TEXTO DE ORIGEM –
☆ ☆ ☆

XXXV. Produzida nova prova, esta, de facto, nada acrescentou à que já havia sido averiguada aquando do julgamento, entretanto anulado pela Relação.
XXXVI. O tribunal a quo limitou-se a tecer considerações a montante e a jusante do aludido acordo.
XXXVII. Da douta sentença consta, pois, que, o direito de retenção foi reconhecido por acordo; razão da repetição do julgamento.
XXXVIII. O que não se aceita.
XXXIX. É ineficaz relativamente a terceiros a disposição contratual inserida pela Insolvente e Reclamante no contrato de 7 de Janeiro de 2009, cláusula 4.ª, n.º 2: “Como garantia do pagamento da quantia global em dívida a (…) confere à Edificadora o direito de retenção da obra executada pela mesma e denominada (…) II e comercialmente por (…) Golf” – o que carecia de ter sido considerado pela douta sentença ora recorrida.
XL. Em síntese, não se verificam, in casu, demonstrados os requisitos de que dependeria o reconhecimento de um direito de retenção à Recorrida e, consequentemente, da classificação do respectivo crédito como garantido.

☆ ☆ ☆

LISTA DE TAREFAS –
A - Reúna e copie todas as linhas dos registos que contêm a palavra "green", tendo em conta maiúsculas e minúsculas.
B - Retome o texto sobre o direito de retenção e continue-o a partir da última frase apresentada.
O texto e os registos não têm qualquer relação entre si.

MATERIAL DE ORIGEM –
☆ ☆ ☆

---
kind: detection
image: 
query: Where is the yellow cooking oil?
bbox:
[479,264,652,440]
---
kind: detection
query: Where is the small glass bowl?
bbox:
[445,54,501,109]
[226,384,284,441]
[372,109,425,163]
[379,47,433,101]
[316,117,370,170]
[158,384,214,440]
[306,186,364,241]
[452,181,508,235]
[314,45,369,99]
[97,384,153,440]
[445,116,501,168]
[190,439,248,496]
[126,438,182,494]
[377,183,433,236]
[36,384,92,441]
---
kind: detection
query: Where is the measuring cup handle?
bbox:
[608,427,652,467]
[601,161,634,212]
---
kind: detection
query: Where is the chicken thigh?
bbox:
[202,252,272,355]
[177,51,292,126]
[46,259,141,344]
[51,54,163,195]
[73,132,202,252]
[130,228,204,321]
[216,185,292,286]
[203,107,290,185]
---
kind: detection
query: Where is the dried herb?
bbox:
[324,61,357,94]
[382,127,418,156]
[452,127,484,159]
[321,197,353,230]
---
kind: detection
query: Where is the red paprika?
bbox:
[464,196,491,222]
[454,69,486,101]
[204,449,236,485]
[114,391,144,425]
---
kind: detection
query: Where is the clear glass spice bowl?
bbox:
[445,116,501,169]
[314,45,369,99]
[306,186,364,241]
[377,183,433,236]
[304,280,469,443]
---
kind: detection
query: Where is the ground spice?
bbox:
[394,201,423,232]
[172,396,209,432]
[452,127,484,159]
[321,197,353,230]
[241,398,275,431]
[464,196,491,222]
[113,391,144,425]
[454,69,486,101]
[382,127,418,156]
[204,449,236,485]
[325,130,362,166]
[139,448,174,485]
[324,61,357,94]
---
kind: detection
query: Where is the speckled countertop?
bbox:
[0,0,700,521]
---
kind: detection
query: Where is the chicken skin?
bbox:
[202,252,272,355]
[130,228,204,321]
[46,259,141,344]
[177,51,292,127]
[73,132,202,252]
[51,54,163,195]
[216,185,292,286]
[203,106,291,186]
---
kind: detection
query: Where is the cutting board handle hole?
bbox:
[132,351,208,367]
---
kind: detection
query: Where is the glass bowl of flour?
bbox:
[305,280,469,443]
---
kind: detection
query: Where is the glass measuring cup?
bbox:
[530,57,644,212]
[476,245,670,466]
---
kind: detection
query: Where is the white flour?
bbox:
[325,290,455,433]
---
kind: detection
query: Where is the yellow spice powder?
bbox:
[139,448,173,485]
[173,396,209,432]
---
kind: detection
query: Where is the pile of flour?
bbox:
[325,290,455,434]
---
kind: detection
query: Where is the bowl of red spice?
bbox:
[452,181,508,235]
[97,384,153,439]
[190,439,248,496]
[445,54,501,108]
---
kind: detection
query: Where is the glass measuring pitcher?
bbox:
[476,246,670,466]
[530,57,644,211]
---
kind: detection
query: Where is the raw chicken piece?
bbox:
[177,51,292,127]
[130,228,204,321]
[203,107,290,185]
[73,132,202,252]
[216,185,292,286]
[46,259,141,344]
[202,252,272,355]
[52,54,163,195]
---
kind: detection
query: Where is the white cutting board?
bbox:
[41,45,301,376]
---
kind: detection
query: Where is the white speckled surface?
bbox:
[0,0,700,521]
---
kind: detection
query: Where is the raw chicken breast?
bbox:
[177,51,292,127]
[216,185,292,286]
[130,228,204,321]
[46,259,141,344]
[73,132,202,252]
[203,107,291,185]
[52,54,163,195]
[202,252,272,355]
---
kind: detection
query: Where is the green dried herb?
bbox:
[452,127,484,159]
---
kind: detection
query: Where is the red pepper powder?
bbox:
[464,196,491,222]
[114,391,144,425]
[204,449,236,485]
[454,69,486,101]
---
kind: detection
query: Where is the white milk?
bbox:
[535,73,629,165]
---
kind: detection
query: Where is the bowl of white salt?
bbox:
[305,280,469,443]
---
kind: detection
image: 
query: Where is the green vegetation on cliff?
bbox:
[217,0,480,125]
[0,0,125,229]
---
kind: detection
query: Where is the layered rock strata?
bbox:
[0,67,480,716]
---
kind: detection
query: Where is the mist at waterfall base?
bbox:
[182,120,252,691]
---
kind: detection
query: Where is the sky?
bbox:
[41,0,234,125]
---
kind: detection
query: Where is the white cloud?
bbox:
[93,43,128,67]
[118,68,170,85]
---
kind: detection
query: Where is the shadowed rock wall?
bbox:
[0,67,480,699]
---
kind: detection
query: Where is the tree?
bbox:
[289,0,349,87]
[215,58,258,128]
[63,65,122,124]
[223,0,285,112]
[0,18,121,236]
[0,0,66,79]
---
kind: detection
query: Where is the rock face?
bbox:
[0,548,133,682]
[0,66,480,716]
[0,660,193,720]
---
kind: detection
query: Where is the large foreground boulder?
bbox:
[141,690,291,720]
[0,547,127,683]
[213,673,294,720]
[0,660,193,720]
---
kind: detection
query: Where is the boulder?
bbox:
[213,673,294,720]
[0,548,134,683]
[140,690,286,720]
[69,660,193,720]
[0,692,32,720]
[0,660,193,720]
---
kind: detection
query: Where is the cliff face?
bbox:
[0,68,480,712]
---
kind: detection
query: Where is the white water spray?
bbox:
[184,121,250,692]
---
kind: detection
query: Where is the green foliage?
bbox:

☆ ☆ ☆

RESPOSTAS –
A -
query: Where is the green dried herb?
query: Where is the green vegetation on cliff?
query: Where is the green foliage?

B -
XLI. Cuja prova cabia à credora “Edificadora (…)” – cfr. artigo 342.º do Código Civil.
XLII. Por outro lado, no caso em apreço, mantém-se a convicção de que Recorrente e Recorrida actuam no mercado em igualdade de circunstâncias: as armas de que dispõem quando celebram contratos no âmbito das suas actuações e a exposição aos riscos normais das actividades que prosseguem, são em tudo idênticas.
XLIII. Não se vislumbrando ser de aceitar o reconhecimento à Recorrida de um direito de retenção que tenha prevalência sobre a hipoteca do Recorrente previamente registada, porquanto tratar-se-ia de uma clara violação do princípio da proporcionalidade.
XLIV. Desconsiderar direitos patrimoniais legitimamente constituídos e registados anteriormente à constituição e invocação de um alegado e ficcionado direito de retenção seria uma manifesta violação dos princípios da proporcionalidade, da protecção, da confiança e segurança jurídicas no comércio jurídico imobiliário e, portanto, violadores dos artigos 2.º e 20.º da Constituição da República Portuguesa.
XLV. Não poderia, assim, face à factualidade dada como provada, ter o tribunal de primeira instância reconhecido qualquer direito de retenção sobre os imóveis hipotecados ao Recorrente, muito menos ter graduado tal crédito com primazia do crédito reconhecido, e devidamente comprovado, quer quanto ao montante, quer quanto à sua qualificação.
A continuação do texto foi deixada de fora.